-- Excerpted text --
——————————

The growers in this locality found that the whole solution of their troubles was to cooperate, which they did.

ADVANTAGE OF COOPERATION

By cooperation the growers bettered all conditions. They received one dollar more per ton for their tomatoes than they had been previously paid and were given a better contract. In this contract the preserver agreed to receive all marketable tomatoes to a certain date, and further consented to a two-payment clause in the contract payment for one-half of all tomatoes delivered up to September fifteenth, and the balance within ten days after the remainder of the crop had been delivered. They also agreed to furnish packages. In fact they were much more congenial and businesslike than they had been, and there was really a change in business, which was, I believe, for the good of all concerned.

Cooperation is a necessity in some localities; growers have been compelled to either "get together," or go out of the business. Canners as a rule do not advocate dealing with a cooperative association; in fact they have been more or less antagonistic. But I believe the time is not far distant when they can be made to see the efficiency and wisdom in doing so as soon as it can be shown. that a policy of this kind takes into consideration fairness to the

canner.

If the growers are to demand fair play they must in turn do their share, and while an association is, undoubtedly, in a better position to maintain a fair price for its products and demand fair treatment for its members, it should at all times apply good sense in conducting its business. We must not ask an exhorbitant price; the canner must receive the raw products within certain limits of cost, and the treatment accorded him should be in the light of a prospective partner. Further, we should make no distinction in the matter of fair dealings between that accorded the canner and our own members. We should deliver good quality produce, goods that would please, rather than to try to get rid of poor, unmarketable products.

The growers have not always been fair in matters of this kind. They have at times tried to deliver any but quality produce, filling bottoms of containers with poor rubbish and topping off with standard grade fruit. They have also shipped large quantities of contract produce to the open market at an advanced price, and at other times have overloaded the canneries with a large supply that possibly came from an adjoining field and was not contracted in direct violation of their contract.

A cooperative association must have some rule of fairness; must have a reputation for fair dealing; must be dependable and have fixed business principles which serve both the buyer and the seller. Our plan is to enter into an agreement with the canners and preservers for a specified number of acres of produce at a stated price. The conditions governing the contract cover varieties, delivery, loading station, baskets for delivery, right of the canner to measure acreage, quality of fruit or produce and terms of payment.

——————————

-- Supplied records --
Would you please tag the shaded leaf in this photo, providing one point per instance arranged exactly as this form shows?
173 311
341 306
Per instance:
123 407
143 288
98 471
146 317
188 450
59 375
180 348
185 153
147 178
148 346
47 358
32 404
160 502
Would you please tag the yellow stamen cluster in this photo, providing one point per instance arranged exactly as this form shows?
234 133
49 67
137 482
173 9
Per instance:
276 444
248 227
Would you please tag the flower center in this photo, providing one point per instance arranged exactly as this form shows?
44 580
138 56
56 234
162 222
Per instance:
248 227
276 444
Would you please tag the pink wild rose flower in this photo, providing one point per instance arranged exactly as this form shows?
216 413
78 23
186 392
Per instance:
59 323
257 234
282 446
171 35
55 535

——————————

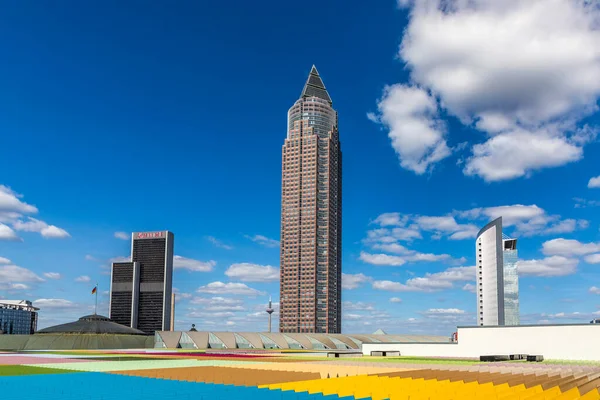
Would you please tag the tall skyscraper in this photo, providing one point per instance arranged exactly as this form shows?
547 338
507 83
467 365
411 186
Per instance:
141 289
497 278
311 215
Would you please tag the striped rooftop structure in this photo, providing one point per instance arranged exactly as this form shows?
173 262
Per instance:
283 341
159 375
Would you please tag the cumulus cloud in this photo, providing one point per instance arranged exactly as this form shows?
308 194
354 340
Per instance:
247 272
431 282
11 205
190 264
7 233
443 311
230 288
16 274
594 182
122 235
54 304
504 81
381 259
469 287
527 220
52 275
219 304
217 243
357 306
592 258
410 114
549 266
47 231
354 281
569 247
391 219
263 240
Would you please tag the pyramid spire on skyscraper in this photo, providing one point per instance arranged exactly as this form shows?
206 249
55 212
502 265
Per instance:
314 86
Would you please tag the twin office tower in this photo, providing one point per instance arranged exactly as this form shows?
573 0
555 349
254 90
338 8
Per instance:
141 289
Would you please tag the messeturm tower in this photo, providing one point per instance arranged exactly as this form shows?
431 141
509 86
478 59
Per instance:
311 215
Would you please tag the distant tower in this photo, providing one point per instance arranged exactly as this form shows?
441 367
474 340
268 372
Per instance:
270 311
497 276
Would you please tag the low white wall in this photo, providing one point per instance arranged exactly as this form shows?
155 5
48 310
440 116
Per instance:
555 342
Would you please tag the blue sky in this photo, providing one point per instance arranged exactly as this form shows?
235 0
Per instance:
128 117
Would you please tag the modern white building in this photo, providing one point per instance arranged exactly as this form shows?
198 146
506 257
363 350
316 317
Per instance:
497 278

——————————

-- Directions --
1 – Copy the passage on tomato growers' cooperation word for word, from "The growers in" to "of all concerned.".
2 – In the passage on tomato growers' cooperation, how much more per ton did the growers receive for their tomatoes after they cooperated?
The entries have nothing to do with what is asked here.

-- Solutions below --
1 –
The growers in this locality found that the whole solution of their troubles was to cooperate, which they did.

ADVANTAGE OF COOPERATION

By cooperation the growers bettered all conditions. They received one dollar more per ton for their tomatoes than they had been previously paid and were given a better contract. In this contract the preserver agreed to receive all marketable tomatoes to a certain date, and further consented to a two-payment clause in the contract payment for one-half of all tomatoes delivered up to September fifteenth, and the balance within ten days after the remainder of the crop had been delivered. They also agreed to furnish packages. In fact they were much more congenial and businesslike than they had been, and there was really a change in business, which was, I believe, for the good of all concerned.

2 – One dollar more per ton.